**Prompt:**
Exactly the lines from the opening of the records through the line containing "[(306, 35), (25, 414)]" should be copied, with both included.

======== Records supplied

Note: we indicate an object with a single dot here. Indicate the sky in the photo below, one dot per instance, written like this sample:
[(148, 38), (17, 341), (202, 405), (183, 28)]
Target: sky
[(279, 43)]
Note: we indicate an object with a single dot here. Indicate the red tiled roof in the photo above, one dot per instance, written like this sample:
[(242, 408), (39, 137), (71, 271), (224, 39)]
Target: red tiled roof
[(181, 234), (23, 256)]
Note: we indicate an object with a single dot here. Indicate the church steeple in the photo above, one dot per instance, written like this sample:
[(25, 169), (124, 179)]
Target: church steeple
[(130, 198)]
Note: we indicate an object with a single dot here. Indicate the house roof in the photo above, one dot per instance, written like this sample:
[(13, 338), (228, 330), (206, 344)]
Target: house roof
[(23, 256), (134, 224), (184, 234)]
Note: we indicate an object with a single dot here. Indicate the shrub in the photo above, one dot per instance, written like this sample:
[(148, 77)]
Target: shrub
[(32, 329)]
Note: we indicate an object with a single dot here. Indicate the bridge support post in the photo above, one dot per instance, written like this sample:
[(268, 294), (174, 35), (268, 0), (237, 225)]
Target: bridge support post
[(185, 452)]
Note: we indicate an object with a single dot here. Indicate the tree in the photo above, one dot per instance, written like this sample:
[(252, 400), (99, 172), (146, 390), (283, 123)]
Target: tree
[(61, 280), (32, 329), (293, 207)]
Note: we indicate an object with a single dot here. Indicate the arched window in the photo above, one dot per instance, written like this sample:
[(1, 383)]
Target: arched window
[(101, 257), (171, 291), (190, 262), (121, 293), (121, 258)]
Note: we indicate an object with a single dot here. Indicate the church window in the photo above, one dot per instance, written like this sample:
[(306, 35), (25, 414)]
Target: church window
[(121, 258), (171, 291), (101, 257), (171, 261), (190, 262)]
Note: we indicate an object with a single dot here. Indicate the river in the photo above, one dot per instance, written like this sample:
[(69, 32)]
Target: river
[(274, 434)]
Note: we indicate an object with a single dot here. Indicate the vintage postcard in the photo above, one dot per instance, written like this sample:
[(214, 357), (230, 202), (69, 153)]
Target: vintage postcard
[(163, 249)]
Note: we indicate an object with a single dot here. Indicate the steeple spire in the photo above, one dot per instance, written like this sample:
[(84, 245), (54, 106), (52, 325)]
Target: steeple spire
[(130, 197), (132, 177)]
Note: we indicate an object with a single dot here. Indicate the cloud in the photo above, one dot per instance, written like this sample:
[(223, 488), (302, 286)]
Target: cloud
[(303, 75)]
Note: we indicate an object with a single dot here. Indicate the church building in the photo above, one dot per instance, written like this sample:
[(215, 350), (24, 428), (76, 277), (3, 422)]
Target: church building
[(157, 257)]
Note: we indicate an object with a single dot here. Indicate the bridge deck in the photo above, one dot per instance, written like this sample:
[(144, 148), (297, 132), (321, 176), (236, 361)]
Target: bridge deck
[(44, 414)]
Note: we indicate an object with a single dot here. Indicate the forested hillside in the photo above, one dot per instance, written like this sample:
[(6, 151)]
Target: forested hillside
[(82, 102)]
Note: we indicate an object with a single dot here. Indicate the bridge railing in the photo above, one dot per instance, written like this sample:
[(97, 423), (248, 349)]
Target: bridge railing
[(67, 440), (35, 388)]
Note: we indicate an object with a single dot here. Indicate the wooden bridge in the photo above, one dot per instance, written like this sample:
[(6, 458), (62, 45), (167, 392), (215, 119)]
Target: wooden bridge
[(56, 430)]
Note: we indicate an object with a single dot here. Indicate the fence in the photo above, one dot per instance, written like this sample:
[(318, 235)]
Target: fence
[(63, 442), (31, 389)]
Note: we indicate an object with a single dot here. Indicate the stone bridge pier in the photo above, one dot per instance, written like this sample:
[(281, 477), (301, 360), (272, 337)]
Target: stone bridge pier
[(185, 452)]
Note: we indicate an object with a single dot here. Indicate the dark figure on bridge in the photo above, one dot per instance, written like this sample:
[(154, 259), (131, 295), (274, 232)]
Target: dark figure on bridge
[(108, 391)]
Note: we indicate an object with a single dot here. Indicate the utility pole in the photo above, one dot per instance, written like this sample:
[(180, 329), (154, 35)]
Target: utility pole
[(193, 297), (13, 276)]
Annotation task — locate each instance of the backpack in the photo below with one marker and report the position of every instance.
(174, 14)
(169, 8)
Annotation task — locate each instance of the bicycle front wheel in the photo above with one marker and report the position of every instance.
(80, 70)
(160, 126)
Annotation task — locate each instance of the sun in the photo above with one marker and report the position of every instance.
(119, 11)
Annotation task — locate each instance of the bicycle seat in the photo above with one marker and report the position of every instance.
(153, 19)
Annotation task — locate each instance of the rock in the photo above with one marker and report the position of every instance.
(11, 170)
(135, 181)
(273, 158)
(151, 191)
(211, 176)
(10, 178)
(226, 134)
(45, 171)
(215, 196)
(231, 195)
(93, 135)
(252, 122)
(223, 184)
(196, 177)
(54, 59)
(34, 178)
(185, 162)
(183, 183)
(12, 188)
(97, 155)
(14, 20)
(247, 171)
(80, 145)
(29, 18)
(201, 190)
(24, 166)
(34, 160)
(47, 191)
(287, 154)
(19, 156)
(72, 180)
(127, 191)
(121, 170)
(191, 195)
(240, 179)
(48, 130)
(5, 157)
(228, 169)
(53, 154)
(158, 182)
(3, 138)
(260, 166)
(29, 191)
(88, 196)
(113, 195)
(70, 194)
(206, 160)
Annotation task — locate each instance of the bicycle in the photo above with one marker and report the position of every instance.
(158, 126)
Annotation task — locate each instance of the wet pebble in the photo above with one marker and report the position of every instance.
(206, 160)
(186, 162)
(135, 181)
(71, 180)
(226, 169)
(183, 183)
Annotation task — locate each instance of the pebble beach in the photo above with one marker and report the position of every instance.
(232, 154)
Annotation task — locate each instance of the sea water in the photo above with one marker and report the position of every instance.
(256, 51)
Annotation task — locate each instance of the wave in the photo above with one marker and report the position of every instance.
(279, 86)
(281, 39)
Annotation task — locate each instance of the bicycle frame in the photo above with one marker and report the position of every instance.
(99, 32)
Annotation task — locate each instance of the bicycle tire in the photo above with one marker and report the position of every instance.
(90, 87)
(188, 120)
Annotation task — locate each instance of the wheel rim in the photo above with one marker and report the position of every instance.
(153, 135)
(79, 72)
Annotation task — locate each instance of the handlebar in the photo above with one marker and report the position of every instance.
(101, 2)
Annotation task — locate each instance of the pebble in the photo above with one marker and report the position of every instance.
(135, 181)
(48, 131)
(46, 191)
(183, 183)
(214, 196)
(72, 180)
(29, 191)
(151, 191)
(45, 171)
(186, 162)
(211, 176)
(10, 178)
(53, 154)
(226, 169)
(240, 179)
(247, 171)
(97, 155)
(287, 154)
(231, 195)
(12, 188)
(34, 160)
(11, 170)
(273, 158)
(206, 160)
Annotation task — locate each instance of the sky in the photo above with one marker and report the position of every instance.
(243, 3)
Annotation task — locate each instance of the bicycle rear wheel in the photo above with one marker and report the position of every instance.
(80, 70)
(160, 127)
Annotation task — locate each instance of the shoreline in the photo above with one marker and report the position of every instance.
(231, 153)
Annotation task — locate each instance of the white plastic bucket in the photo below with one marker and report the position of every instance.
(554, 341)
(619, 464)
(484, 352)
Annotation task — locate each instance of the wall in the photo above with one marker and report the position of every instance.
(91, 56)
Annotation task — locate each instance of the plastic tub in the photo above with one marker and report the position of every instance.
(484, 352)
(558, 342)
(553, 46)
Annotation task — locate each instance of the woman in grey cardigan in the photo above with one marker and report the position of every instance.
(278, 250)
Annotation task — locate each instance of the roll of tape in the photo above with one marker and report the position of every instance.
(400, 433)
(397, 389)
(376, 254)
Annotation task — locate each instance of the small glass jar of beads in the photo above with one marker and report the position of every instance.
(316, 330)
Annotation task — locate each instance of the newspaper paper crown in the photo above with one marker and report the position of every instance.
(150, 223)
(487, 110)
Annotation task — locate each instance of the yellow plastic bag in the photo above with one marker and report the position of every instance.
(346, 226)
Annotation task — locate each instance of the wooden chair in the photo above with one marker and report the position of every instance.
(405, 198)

================

**Task result:**
Note: we indicate an object with a single dot here. Indicate the sky in the photo below, one dot per instance, written like this sample:
[(148, 38), (17, 341), (202, 405), (183, 28)]
Target: sky
[(279, 43)]
Note: we indicate an object with a single dot here. Indicate the red tiled roof in the photo above, one dot per instance, written like this sample:
[(242, 408), (39, 137), (71, 271), (224, 39)]
Target: red tiled roof
[(181, 234), (23, 256)]
Note: we indicate an object with a single dot here. Indicate the church steeple in the photo above, one dot per instance, written like this sample:
[(25, 169), (124, 179)]
Target: church steeple
[(130, 198)]
Note: we indicate an object with a single dot here. Indicate the house roof in the photo above, one dot per instance, written like this sample:
[(13, 338), (228, 330), (206, 344)]
Target: house roof
[(23, 256), (134, 224), (184, 234)]
Note: we indicate an object with a single dot here. Indicate the shrub in the photo above, one dot per instance, written like this sample:
[(148, 77)]
Target: shrub
[(32, 329)]
Note: we indicate an object with a single dot here. Indicate the bridge support post in the photo above, one dot per instance, written like this sample:
[(268, 294), (174, 35), (268, 0), (237, 225)]
Target: bridge support post
[(185, 452)]
Note: we indicate an object with a single dot here. Indicate the tree in the photo above, one dot per instance, written like this sample:
[(252, 400), (99, 172), (146, 390), (283, 123)]
Target: tree
[(61, 280), (32, 329), (293, 207)]
Note: we indicate an object with a single dot here. Indicate the arched window in the photo above, one dot per instance, written like this sample:
[(1, 383)]
Target: arched window
[(101, 257), (171, 291), (190, 262), (121, 293), (121, 258)]
Note: we indicate an object with a single dot here. Indicate the church window in the photo above, one dot per instance, written like this sample:
[(306, 35), (25, 414)]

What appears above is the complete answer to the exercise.